• GIVEN RECORDS:
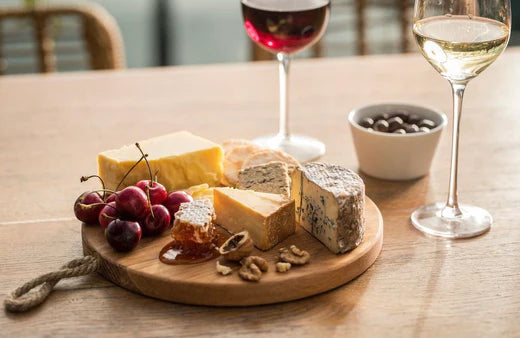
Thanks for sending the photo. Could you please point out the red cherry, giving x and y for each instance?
(108, 214)
(123, 235)
(111, 198)
(88, 206)
(131, 202)
(158, 192)
(153, 226)
(174, 200)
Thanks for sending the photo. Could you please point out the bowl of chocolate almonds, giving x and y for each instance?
(396, 141)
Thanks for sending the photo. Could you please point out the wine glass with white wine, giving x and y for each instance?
(459, 38)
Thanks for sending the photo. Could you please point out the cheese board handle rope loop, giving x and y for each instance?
(20, 300)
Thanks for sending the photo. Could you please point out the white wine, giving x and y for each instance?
(460, 47)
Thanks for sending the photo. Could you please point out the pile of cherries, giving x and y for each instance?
(145, 208)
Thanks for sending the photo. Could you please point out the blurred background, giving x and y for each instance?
(180, 32)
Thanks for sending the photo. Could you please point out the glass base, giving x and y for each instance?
(474, 221)
(300, 147)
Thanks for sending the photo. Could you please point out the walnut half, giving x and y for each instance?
(294, 255)
(283, 266)
(224, 270)
(252, 268)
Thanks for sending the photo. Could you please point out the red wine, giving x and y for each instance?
(285, 26)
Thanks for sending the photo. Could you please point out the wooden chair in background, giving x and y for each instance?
(53, 38)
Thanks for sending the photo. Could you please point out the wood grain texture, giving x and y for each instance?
(200, 284)
(418, 287)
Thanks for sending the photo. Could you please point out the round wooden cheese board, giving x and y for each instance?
(141, 271)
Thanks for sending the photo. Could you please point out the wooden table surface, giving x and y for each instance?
(53, 126)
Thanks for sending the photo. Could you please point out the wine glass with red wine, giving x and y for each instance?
(284, 27)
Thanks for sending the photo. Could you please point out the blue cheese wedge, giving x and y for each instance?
(330, 203)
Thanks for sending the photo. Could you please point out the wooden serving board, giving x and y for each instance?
(141, 271)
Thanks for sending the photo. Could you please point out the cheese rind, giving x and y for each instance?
(269, 218)
(330, 202)
(272, 177)
(181, 159)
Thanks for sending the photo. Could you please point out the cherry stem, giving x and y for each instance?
(82, 205)
(150, 202)
(86, 178)
(105, 190)
(130, 170)
(147, 163)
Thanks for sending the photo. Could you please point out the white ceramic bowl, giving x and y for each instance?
(395, 156)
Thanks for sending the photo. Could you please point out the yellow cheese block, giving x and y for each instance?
(269, 218)
(182, 160)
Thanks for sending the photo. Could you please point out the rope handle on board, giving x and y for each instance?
(20, 300)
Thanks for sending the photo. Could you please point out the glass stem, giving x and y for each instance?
(283, 66)
(452, 209)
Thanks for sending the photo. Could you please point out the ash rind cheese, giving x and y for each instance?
(330, 203)
(272, 177)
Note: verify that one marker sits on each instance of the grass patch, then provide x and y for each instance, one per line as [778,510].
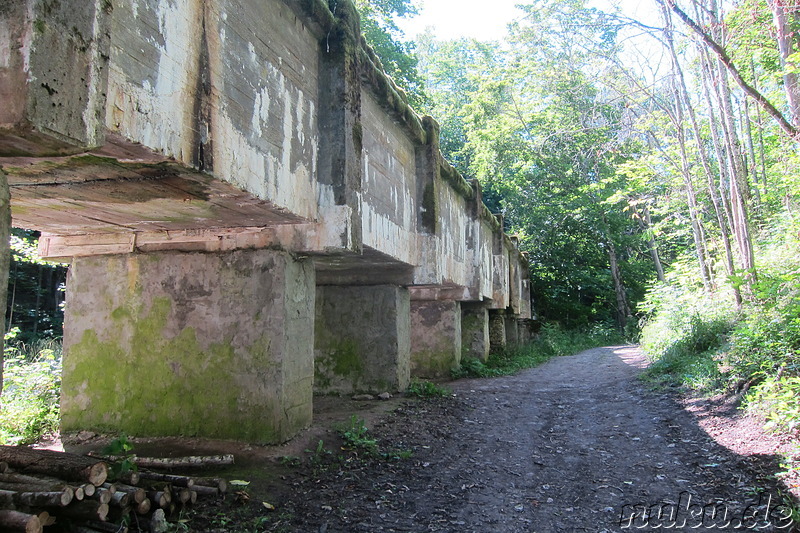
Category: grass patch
[427,389]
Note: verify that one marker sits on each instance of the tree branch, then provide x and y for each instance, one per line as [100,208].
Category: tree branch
[751,91]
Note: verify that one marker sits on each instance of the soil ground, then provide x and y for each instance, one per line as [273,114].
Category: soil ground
[577,444]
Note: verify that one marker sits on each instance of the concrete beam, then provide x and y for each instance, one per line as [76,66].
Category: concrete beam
[299,238]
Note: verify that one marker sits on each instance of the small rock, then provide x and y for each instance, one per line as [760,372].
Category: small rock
[363,397]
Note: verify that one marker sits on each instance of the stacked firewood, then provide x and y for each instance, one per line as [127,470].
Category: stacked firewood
[66,492]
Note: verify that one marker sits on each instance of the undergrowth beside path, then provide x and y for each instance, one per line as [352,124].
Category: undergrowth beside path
[551,341]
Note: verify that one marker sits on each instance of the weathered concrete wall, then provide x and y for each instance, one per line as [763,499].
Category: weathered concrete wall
[390,202]
[362,339]
[53,99]
[228,127]
[474,331]
[213,345]
[435,338]
[497,330]
[229,87]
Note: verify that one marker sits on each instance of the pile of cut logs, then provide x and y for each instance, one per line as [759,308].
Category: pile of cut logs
[43,490]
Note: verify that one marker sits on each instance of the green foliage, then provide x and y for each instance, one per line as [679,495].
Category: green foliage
[31,389]
[427,389]
[380,29]
[779,399]
[685,333]
[35,290]
[703,342]
[552,341]
[120,447]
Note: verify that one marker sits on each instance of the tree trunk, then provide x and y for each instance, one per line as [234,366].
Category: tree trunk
[623,310]
[784,14]
[716,201]
[5,256]
[646,224]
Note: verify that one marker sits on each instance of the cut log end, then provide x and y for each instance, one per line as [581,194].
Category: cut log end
[15,521]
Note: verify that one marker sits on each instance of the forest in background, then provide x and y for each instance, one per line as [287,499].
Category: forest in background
[649,169]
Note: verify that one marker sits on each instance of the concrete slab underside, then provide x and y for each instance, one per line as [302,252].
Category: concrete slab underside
[211,345]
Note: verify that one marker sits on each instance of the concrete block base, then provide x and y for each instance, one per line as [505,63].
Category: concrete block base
[435,338]
[209,345]
[362,339]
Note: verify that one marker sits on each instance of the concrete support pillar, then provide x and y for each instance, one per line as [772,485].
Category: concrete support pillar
[435,337]
[512,329]
[210,345]
[362,339]
[525,327]
[497,330]
[474,331]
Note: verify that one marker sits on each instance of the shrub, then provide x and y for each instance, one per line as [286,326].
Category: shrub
[31,389]
[552,341]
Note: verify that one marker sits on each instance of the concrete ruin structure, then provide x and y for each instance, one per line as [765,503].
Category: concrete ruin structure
[251,211]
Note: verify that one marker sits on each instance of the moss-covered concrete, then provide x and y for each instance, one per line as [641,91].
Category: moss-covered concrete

• EXERCISE:
Here the job is to repeat the entries verbatim while leaving all pictures out.

• EXERCISE RESULT:
Thanks for sending the photo. Could you please point out the red cherry, giving x and y for each instance?
(108, 214)
(123, 235)
(111, 198)
(88, 206)
(131, 202)
(158, 192)
(153, 226)
(174, 200)
Thanks for sending the photo. Could you please point out the bowl of chocolate almonds, giving x and y for each instance?
(396, 141)
Thanks for sending the photo. Could you please point out the wine glass with white wine, giving x and y for each instance?
(459, 38)
Thanks for sending the photo. Could you please point out the cheese board handle rope loop, giving x and y for each instance?
(20, 300)
Thanks for sending the photo. Could you please point out the white wine, giving x and y for each instance?
(460, 47)
Thanks for sending the photo. Could you please point out the pile of cherries, giving x and y for each instance?
(145, 208)
Thanks for sending the photo. Could you please point out the blurred background, giving x and y for each instance?
(180, 32)
Thanks for sending the photo. Could you please point out the glass base, giving x and y for each instance?
(474, 221)
(300, 147)
Thanks for sending the photo. Could you please point out the walnut half, giving x and y for each instance?
(294, 255)
(283, 266)
(224, 270)
(252, 268)
Thanks for sending the photo. Could you please point out the red wine, giving x and y for each instance?
(285, 26)
Thanks for sending the photo. Could you please point out the wooden chair in background, giving x and y for each instance?
(53, 38)
Thanks for sending the photo. Could you please point out the wood grain texture, giving x and y for each instance?
(200, 284)
(418, 287)
Thanks for sending the photo. Could you please point out the round wooden cheese board, giving x and y for each instance?
(141, 271)
Thanks for sending the photo. Could you please point out the wooden table surface, giving x and y for each instance?
(53, 126)
Thanks for sending the photo. Could you please point out the wine glass with red wine, giving x and y for each instance?
(284, 27)
Thanks for sending the photo. Could you please point out the blue cheese wedge, giving x and y for each instance?
(330, 203)
Thanks for sending the photo. Could you please point out the wooden serving board, giving x and y for each instance?
(141, 271)
Thanks for sending the photo. Could you please point out the cheese rind, giving x and y for each instance?
(269, 218)
(330, 202)
(272, 177)
(181, 159)
Thanks for sending the photo. Could you please point out the cherry stem, giving x and y for each instance?
(82, 205)
(150, 202)
(86, 178)
(105, 190)
(130, 170)
(147, 163)
Thanks for sending the photo. Could you please point out the white ceramic bowl, giving x and y for each instance?
(395, 156)
Thanks for sending the photo. Could you please point out the yellow cheese block, giving x and y for each instance?
(269, 218)
(182, 160)
Thanks for sending the photo. Could you please point out the rope handle on board, giving x and y for each instance?
(20, 300)
Thanks for sending the photo. Could you please point out the glass stem, giving x and y for each instance?
(283, 66)
(452, 209)
Thanks for sending the photo. Could you please point out the ash rind cheese, giving x and y for each instance?
(330, 203)
(272, 177)
Note: verify that one marker sits on each instance of the grass patch, then provide x and y for each instance, one per line as [778,510].
Category: grass patch
[427,389]
Note: verify that one marker sits on each instance of the tree branch, then provide x and y for each instance, one per line as [100,208].
Category: tree branch
[751,91]
Note: verify that one marker sits on each instance of the soil ground, then provide x and y for each instance, one per line as [273,114].
Category: soil ground
[577,444]
Note: verify that one marker sits on each instance of the concrete beam, then provide x and y for each instance, one per line as [76,66].
Category: concrete beam
[299,238]
Note: verify that one marker sits on each instance of the small rock, then provide x and y for each instance, one per line as [760,372].
Category: small rock
[363,397]
Note: verify that one marker sits on each instance of the stacked firewood, then provide x and y for each instance, one per line as [127,470].
Category: stacked firewood
[66,492]
Note: verify that one marker sits on each instance of the undergrowth beside path, then provide x and y for each instance, one per line as [352,124].
Category: undergrowth beside path
[551,341]
Note: verify that one marker sits on each instance of the weathered concrete wall, then provide x and y for each instance, one per line as [763,499].
Category: weathered concrete wall
[390,202]
[362,339]
[53,99]
[228,127]
[474,331]
[213,345]
[435,338]
[497,330]
[229,87]
Note: verify that one marker sits on each instance of the pile of cut logs, then provide x and y for each instance, one per line as [759,308].
Category: pile of cut logs
[43,490]
Note: verify that one marker sits on each instance of the green foliage, then provide x and y for each instance, one per line as [679,495].
Category: green foliage
[31,389]
[427,389]
[380,29]
[779,399]
[685,333]
[35,290]
[703,342]
[552,341]
[120,447]
Note: verify that one marker sits on each instance of the tree trunk, then provide x and y for each instance, one per line as [234,366].
Category: tree trunk
[623,310]
[784,14]
[716,201]
[5,256]
[646,224]
Note: verify that one marker sits on each instance of the cut log end, then provide x and y for each instance, one per line as [581,194].
Category: cut log end
[15,521]
Note: verify that one marker sits on each instance of the forest in background, then provide x and y for each instance, one per line as [287,499].
Category: forest in background
[649,169]
Note: verify that one marker sits on each instance of the concrete slab underside, then provide x and y for each instance, one per line as [302,252].
Category: concrete slab underside
[211,345]
Note: verify that one marker sits on each instance of the concrete block base, then provide x and y for each instance, one per line as [505,63].
Category: concrete block base
[435,338]
[209,345]
[362,339]
Note: verify that one marker sits on each instance of the concrete support pillar, then provide x and y for each instance, one per line as [772,485].
Category: concrete support pillar
[435,337]
[512,329]
[210,345]
[362,339]
[525,327]
[497,330]
[474,331]
Note: verify that one marker sits on each instance of the shrub, then provide x and y for each instance, one per line as [286,326].
Category: shrub
[31,389]
[552,341]
Note: verify that one marker sits on each instance of the concrete ruin structure, then provide x and y for each instance, one per line as [765,503].
Category: concrete ruin structure
[251,211]
Note: verify that one marker sits on each instance of the moss-covered concrete, then provide x and y for each instance, one per line as [641,91].
Category: moss-covered concrete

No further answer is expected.